(Stored data entries)
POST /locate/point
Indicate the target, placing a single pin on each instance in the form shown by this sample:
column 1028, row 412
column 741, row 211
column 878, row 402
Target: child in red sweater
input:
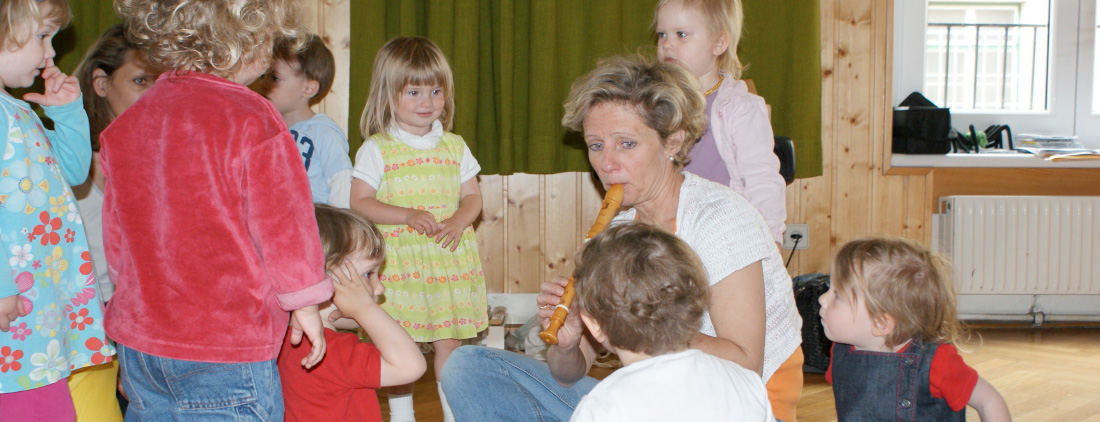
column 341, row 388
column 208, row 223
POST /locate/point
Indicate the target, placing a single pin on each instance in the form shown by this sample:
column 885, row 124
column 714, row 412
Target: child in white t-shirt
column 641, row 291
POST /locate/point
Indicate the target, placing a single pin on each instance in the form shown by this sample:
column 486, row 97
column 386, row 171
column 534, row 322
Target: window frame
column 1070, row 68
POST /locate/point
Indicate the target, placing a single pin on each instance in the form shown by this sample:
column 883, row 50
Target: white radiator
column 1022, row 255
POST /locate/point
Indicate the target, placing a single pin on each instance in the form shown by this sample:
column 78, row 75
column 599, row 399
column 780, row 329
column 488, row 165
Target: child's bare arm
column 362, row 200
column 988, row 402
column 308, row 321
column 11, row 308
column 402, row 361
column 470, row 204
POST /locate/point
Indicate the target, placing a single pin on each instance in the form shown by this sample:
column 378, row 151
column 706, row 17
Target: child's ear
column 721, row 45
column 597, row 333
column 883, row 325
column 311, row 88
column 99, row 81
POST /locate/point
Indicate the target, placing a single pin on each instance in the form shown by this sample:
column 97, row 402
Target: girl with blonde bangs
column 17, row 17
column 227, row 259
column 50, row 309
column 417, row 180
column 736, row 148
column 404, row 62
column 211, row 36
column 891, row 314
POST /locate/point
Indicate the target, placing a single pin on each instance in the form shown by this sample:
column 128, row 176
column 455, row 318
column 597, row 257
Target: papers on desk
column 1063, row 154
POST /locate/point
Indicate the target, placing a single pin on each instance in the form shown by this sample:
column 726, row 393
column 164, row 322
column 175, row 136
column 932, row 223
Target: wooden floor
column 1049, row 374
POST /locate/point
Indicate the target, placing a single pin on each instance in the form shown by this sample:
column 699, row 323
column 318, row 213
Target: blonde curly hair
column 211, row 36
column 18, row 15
---
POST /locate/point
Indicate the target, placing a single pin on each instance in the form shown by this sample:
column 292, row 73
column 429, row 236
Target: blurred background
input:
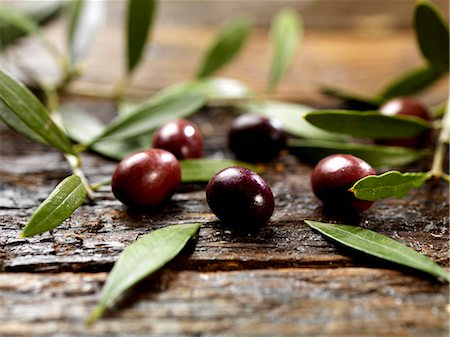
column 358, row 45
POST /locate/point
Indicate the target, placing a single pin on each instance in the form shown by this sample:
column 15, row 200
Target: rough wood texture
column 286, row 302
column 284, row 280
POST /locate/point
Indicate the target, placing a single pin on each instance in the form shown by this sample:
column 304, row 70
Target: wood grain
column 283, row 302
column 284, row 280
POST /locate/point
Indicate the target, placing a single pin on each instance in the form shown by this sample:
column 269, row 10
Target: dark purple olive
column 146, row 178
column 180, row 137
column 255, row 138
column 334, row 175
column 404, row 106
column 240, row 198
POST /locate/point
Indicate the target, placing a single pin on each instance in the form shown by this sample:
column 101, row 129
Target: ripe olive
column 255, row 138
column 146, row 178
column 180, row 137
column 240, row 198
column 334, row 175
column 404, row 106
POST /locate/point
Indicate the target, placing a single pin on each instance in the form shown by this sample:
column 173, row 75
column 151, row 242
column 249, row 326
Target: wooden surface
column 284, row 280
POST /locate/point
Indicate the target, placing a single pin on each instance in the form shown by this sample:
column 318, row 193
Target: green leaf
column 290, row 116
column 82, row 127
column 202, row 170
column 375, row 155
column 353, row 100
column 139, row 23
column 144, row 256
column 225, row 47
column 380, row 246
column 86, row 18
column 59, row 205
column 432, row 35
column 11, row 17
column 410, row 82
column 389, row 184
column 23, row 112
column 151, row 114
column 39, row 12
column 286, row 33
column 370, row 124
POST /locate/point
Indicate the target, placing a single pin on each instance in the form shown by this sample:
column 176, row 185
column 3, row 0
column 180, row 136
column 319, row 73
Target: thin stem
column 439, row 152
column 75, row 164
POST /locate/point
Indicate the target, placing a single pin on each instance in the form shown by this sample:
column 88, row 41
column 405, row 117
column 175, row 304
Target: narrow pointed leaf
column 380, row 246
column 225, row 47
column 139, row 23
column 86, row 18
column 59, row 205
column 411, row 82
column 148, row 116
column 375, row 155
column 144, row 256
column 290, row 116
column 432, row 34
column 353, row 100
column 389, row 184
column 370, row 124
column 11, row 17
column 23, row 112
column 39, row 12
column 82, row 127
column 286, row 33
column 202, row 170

Exercise directions - In the entries above, please find the line with "Target: ripe olive" and the line with "column 3, row 0", then write out exactly those two lines and every line between them, and nothing more.

Expected output -
Target: ripe olive
column 255, row 138
column 146, row 178
column 180, row 137
column 240, row 198
column 334, row 175
column 404, row 106
POST /locate/point
Indicate the target, placing a single pin on each instance in the form shown by this sample:
column 173, row 75
column 151, row 242
column 249, row 326
Target: wooden surface
column 284, row 280
POST /locate/point
Indicate the target, placing a single pin on each instance in the form shown by this sample:
column 318, row 193
Target: green leaf
column 290, row 116
column 82, row 127
column 202, row 170
column 375, row 155
column 353, row 100
column 139, row 23
column 144, row 256
column 225, row 47
column 380, row 246
column 86, row 18
column 59, row 205
column 432, row 35
column 11, row 17
column 410, row 82
column 389, row 184
column 23, row 112
column 151, row 114
column 39, row 12
column 286, row 33
column 370, row 124
POST /locate/point
Indicate the target, placing a single pin on each instance in the form shown by this sample:
column 176, row 185
column 3, row 0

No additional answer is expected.